Instructions for the task:
Which lines below contain "patterned"? Copy every one of them.

Data extracted from a collection:

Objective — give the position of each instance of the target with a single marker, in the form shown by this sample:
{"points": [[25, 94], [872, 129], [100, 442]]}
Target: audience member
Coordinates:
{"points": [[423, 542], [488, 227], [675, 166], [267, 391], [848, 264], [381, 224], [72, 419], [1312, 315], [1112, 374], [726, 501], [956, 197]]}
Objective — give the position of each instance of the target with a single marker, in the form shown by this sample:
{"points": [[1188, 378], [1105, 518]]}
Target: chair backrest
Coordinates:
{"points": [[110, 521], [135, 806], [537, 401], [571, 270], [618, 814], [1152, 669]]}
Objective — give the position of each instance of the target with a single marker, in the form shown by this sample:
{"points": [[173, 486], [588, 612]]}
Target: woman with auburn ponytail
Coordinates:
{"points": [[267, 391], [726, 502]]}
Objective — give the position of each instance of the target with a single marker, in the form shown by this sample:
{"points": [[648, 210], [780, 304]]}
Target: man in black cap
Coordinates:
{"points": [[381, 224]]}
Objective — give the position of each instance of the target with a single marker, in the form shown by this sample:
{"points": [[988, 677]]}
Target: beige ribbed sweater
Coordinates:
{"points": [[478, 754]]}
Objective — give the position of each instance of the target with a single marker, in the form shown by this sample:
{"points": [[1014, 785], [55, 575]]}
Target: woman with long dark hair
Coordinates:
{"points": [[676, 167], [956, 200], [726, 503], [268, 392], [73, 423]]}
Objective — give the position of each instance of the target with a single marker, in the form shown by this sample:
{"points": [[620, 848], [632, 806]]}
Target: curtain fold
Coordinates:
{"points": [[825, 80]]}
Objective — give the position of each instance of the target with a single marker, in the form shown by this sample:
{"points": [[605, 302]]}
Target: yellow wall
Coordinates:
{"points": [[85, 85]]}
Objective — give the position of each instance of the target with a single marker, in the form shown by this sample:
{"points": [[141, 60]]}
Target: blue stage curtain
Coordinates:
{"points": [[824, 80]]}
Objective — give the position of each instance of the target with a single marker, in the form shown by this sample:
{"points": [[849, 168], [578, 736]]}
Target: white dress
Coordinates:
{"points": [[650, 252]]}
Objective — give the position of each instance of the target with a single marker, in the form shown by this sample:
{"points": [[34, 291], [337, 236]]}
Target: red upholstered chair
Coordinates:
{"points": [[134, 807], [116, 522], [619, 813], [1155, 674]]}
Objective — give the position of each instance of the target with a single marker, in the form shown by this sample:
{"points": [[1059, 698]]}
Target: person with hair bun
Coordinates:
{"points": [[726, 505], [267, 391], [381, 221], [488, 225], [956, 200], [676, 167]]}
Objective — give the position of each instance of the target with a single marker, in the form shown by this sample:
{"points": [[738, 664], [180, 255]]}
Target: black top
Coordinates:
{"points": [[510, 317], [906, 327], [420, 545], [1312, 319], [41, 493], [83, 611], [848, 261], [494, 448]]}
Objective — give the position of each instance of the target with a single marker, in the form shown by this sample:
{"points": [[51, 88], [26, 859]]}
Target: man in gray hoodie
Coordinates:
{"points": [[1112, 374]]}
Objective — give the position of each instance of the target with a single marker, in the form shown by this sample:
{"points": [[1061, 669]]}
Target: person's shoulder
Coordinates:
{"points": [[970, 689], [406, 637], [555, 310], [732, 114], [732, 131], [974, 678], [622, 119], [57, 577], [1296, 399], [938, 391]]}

--

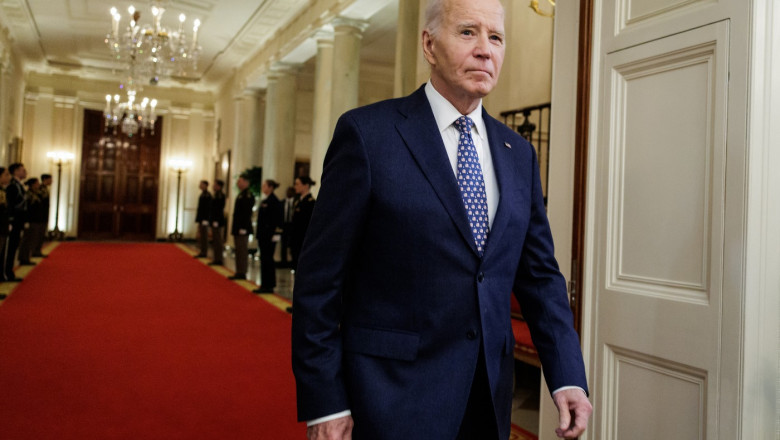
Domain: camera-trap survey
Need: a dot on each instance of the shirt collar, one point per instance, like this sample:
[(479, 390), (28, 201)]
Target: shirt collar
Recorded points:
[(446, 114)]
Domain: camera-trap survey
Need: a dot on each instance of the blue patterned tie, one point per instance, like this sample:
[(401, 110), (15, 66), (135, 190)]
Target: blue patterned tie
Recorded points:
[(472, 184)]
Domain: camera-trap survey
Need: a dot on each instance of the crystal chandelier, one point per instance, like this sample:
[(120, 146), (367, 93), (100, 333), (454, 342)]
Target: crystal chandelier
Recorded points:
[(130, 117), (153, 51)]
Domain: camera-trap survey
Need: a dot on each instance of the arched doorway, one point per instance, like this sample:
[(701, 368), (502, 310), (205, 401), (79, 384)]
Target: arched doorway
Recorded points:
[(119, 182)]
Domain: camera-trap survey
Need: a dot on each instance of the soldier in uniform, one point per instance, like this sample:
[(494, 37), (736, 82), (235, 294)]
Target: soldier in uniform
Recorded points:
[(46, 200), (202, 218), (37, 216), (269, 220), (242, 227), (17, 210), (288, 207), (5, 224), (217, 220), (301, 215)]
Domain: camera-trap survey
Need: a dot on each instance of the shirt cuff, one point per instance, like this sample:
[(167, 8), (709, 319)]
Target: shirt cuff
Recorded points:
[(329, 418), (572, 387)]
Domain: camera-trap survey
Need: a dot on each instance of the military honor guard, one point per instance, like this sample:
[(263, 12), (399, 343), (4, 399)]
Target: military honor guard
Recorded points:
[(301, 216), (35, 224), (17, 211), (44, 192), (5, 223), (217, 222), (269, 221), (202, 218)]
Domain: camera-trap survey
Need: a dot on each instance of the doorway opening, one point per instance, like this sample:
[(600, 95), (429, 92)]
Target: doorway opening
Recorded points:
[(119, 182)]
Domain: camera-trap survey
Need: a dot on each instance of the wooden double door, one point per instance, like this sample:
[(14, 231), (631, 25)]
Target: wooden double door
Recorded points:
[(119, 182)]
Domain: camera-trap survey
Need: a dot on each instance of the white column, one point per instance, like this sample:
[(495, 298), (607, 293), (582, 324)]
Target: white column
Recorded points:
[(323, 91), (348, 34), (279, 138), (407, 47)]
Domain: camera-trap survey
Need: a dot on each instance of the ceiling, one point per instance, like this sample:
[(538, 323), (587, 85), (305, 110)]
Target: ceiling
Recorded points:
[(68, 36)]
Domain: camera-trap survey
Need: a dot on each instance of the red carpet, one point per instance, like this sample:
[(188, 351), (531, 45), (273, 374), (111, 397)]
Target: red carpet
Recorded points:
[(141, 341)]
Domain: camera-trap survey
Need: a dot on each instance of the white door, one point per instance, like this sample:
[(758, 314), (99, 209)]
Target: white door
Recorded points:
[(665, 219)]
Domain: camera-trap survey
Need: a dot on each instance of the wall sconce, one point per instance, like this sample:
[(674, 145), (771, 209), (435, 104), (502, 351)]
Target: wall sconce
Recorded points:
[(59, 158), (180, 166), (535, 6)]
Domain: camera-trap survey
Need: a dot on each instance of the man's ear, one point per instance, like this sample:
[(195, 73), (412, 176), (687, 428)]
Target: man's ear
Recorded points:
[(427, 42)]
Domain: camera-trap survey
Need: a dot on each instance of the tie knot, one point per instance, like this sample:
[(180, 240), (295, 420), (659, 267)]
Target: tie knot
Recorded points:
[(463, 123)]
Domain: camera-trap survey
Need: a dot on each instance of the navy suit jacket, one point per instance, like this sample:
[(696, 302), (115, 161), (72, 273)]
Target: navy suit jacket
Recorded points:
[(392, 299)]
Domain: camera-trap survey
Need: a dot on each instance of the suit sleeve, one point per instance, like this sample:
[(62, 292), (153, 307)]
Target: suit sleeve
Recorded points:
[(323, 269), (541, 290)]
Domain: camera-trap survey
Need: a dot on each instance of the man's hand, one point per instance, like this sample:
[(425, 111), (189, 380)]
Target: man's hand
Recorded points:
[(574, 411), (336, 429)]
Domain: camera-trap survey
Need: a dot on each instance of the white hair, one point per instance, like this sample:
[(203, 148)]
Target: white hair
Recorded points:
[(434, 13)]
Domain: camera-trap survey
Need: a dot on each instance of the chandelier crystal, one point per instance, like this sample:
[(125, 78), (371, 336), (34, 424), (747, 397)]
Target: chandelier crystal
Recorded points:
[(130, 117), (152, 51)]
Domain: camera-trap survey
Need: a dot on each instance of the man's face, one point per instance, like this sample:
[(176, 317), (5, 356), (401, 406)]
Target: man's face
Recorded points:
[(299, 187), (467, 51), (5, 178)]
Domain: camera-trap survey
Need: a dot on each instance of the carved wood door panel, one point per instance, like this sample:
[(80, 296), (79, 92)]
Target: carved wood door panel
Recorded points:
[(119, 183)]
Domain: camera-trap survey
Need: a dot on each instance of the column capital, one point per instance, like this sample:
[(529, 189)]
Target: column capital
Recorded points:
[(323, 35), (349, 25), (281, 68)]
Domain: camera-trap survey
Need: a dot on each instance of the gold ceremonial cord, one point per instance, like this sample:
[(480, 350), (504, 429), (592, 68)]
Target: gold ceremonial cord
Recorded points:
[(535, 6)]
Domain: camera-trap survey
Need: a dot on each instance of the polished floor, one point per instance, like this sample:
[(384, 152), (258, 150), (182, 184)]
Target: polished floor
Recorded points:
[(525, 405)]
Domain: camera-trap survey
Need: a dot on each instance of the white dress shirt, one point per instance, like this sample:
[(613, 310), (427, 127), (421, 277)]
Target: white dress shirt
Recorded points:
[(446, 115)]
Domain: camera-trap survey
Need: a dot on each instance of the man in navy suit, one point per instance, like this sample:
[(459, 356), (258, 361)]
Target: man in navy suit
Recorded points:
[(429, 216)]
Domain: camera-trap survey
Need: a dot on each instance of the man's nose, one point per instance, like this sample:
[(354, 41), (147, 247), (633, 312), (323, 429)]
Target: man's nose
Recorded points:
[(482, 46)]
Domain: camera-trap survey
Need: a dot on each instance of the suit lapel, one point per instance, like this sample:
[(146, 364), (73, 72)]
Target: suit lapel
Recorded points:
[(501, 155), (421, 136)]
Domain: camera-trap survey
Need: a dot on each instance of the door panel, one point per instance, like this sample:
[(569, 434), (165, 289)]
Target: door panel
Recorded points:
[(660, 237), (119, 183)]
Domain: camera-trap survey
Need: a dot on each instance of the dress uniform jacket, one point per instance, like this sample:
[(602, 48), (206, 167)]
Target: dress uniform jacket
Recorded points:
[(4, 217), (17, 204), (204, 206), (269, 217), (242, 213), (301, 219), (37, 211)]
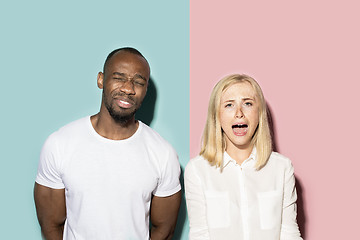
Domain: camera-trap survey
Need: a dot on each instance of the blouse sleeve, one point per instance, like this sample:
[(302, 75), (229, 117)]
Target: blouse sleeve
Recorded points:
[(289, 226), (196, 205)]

Finished exercise:
Need: a dot on each instance of the blue patterned tie, one point per instance, like this sample:
Target: blue patterned tie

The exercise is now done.